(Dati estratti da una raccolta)

#####

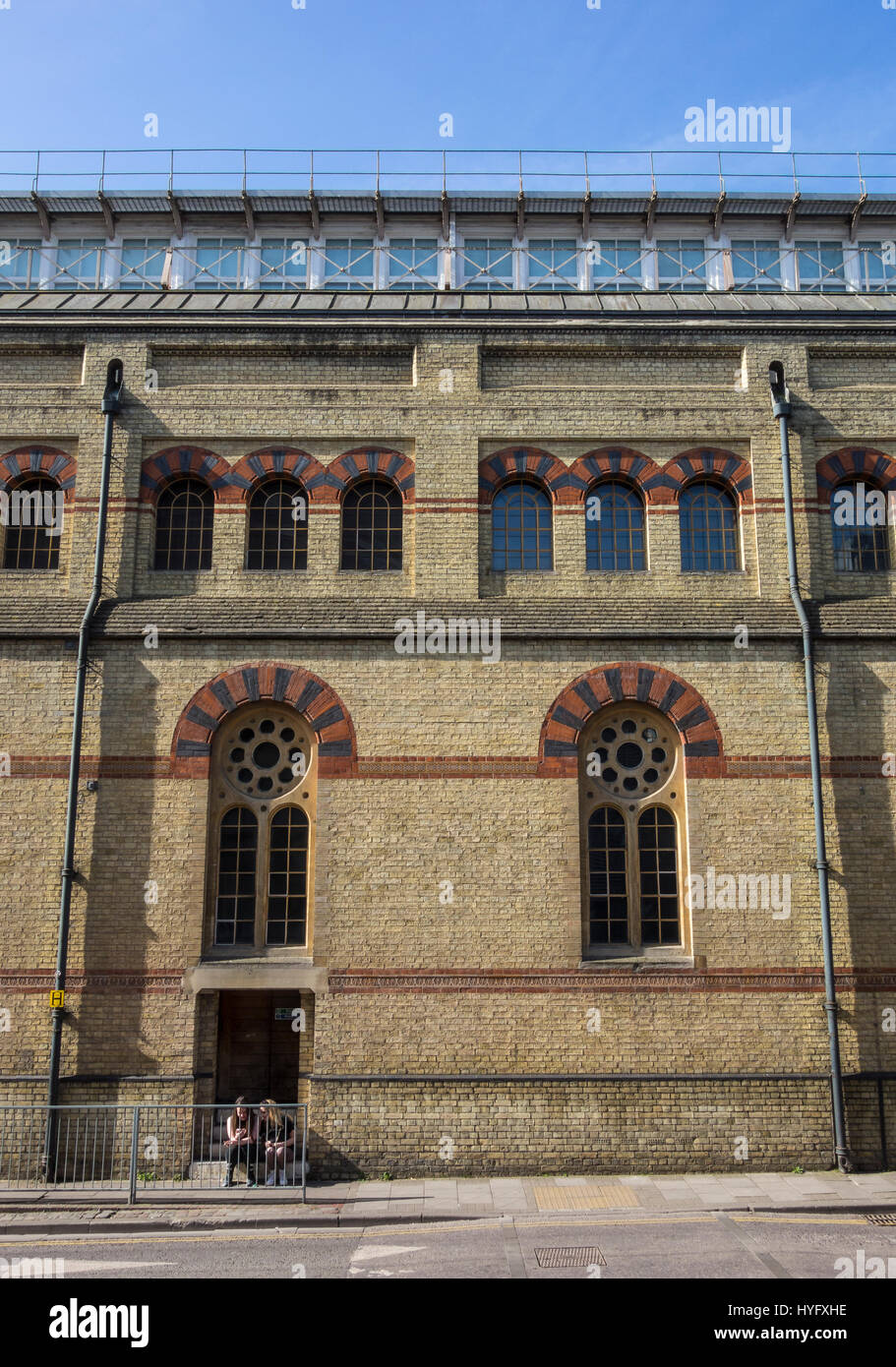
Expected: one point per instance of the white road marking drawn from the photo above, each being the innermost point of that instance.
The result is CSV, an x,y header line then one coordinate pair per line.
x,y
385,1251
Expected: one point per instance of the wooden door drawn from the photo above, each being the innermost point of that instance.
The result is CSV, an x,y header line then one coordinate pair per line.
x,y
258,1054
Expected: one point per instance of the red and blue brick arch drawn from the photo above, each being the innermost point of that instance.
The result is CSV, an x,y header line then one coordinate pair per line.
x,y
230,484
854,462
632,683
31,461
265,681
658,483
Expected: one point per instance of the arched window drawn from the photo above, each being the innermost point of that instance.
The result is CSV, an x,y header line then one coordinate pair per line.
x,y
861,536
184,526
521,536
263,754
371,526
630,754
34,519
707,524
608,878
237,862
287,878
658,872
278,526
615,528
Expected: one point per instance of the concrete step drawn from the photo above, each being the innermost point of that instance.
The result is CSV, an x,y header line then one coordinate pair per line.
x,y
210,1173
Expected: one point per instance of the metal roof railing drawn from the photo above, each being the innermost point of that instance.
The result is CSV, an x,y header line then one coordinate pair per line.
x,y
440,171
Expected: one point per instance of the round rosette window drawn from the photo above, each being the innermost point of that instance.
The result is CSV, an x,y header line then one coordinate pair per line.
x,y
266,753
632,753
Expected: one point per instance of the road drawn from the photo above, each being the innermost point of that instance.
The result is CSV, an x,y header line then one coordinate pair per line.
x,y
704,1245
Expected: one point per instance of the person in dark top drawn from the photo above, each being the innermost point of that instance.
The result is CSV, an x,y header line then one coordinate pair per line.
x,y
242,1142
276,1134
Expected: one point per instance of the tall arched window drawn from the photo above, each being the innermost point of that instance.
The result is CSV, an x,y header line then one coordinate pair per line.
x,y
33,528
630,757
521,533
287,878
184,526
615,528
658,872
608,878
371,526
707,525
237,864
262,855
278,526
861,535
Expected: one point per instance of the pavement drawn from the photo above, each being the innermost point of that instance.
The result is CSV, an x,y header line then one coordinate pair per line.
x,y
361,1203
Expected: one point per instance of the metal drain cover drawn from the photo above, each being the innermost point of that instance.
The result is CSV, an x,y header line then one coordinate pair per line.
x,y
570,1257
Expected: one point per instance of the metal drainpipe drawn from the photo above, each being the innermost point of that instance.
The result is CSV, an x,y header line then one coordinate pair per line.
x,y
781,409
109,407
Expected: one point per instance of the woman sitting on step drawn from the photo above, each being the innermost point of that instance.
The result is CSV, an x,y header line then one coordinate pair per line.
x,y
241,1145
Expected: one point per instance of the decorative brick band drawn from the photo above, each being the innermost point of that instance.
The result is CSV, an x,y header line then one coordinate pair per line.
x,y
850,462
588,981
178,462
272,461
266,680
41,981
539,465
40,459
636,683
661,484
445,766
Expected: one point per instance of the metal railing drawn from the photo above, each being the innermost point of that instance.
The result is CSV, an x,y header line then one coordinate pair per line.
x,y
141,1147
447,170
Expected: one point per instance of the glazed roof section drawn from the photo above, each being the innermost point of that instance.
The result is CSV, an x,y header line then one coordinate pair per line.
x,y
522,305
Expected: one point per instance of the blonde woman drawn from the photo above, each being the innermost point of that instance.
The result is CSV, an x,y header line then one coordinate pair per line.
x,y
278,1135
241,1143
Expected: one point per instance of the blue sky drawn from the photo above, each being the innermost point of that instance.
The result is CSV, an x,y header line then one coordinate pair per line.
x,y
367,73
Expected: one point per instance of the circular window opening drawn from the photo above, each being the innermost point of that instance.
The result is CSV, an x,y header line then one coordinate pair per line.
x,y
266,754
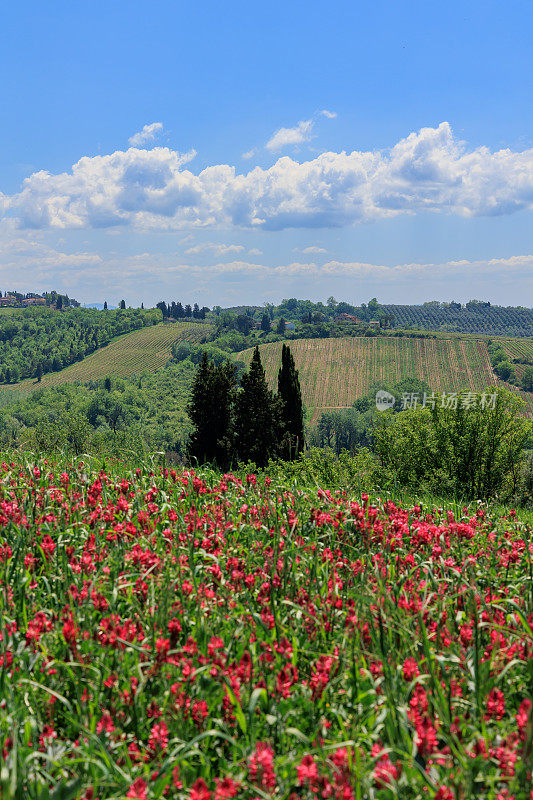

#####

Modifichi queste righe in tutti i record sostituendo "innermost point" con "center point" e lasciando invariato tutto il resto. Ometta le immagini dalla risposta.

**COMPITO SVOLTO**.
Expected: one point per instance of the white road marking drawn from the photo above, each being the center point of that instance.
The result is CSV, an x,y header line then one coordinate pair per line.
x,y
385,1251
Expected: one point per instance of the wooden door drawn from the photo above, each being the center point of that instance.
The result is CSV, an x,y header line then one coordinate pair per line.
x,y
258,1054
Expected: one point per instance of the red and blue brick arch drawn from the photo above, each being the center point of that instance.
The result is CSV, an x,y header line then one coordinate pair per line.
x,y
230,484
854,462
632,683
31,461
265,681
658,483
Expected: one point per instance of the arched window drawn from the photo above, each being the center point of that instance.
The result is CSV, an x,y header line then one coordinate pair per line.
x,y
861,536
184,526
521,536
263,754
371,526
630,754
34,519
707,524
608,878
237,862
287,878
658,872
278,526
615,528
Expected: one point per instance of the concrete step drawn from the photo above, each being the center point of that instance.
The result is CSV, an x,y header line then one coordinate pair per line.
x,y
210,1173
Expected: one point per instance of the metal roof railing drawn from the photo above, each being the center point of that instance.
The result is CSV, an x,y header line then one coordinate pair per line.
x,y
440,171
Expected: one point per instance of the round rosette window drawn from the photo above, each being the center point of that instance.
The result is CSV, an x,y header line then one coordinate pair per line.
x,y
266,753
632,753
Expected: one point per instance of the road drawn from the photo above, each being the center point of that instance.
The result is CSV, an x,y header line then one coordinate pair per line.
x,y
704,1245
Expected: one point per instance of the person in dark top drawn from the photo above, each being the center point of that instance.
The result is CSV, an x,y header line then one coordinate pair per line.
x,y
242,1142
276,1134
Expected: one point per instance of the tall arched window drawn from the photo above, each being the center point of that instance.
The result is CSV, an x,y header line then one coordinate pair per line.
x,y
33,528
630,757
521,533
287,878
184,526
615,528
658,872
608,878
371,526
707,525
237,864
262,855
278,526
861,535
Expected: one point per instance of the pavement drawn from the photo above, each being the center point of that instance.
The result is CSV, an x,y header line then one coordinate pair per line.
x,y
361,1203
Expected: one point per instance of the metal drain cover drawn from the photo above, each being the center point of that instance.
The result is CSV, an x,y header line then one coordinate pair per line.
x,y
570,1257
Expected: one point per instance of the metal drainpipe drawn from the photo above, each being the center point of that instance.
The result is CSV, an x,y header line then one coordinate pair per line.
x,y
781,409
109,407
Expected: one point per instance of the woman sitting on step drawn from the photo above, each being the center point of that instance.
The result is CSV, an x,y header line then one coordinate pair per line.
x,y
241,1145
Expected: one point per instance of the decorative brick band drawn from the photo above, each being the center point of that instance.
The result is CSV, an x,y header line then one coordinate pair per line.
x,y
850,462
588,981
178,462
272,461
266,680
41,981
539,465
40,459
636,683
661,484
445,766
Expected: one point per instance of the metal railing drawn from the photo above, each being the center point of that instance.
The result is CSV, an x,y header line then one coordinate pair per line.
x,y
141,1147
447,170
Expected: one point per instance of the glazed roof section drawn from the photo above, each being the center point of that instance.
The result is CSV, an x,y header line then one coordinate pair per line.
x,y
522,305
Expected: one point per instance of the blonde woman drawn from the photo above, each being the center point of that instance.
The result is CSV, an x,y header line then one coordinate pair per line.
x,y
278,1135
241,1143
Expected: one point per instance of the blue sky drawn from the photo above, each being the center point of that instance.
The result is CSV, an x,y header line then one coordinate pair per line.
x,y
367,73
Expected: one point per instance of the circular window opening drawn from the photo above, each being the center point of that instance.
The result is CSV, an x,y header line then one coordinate pair per line.
x,y
266,754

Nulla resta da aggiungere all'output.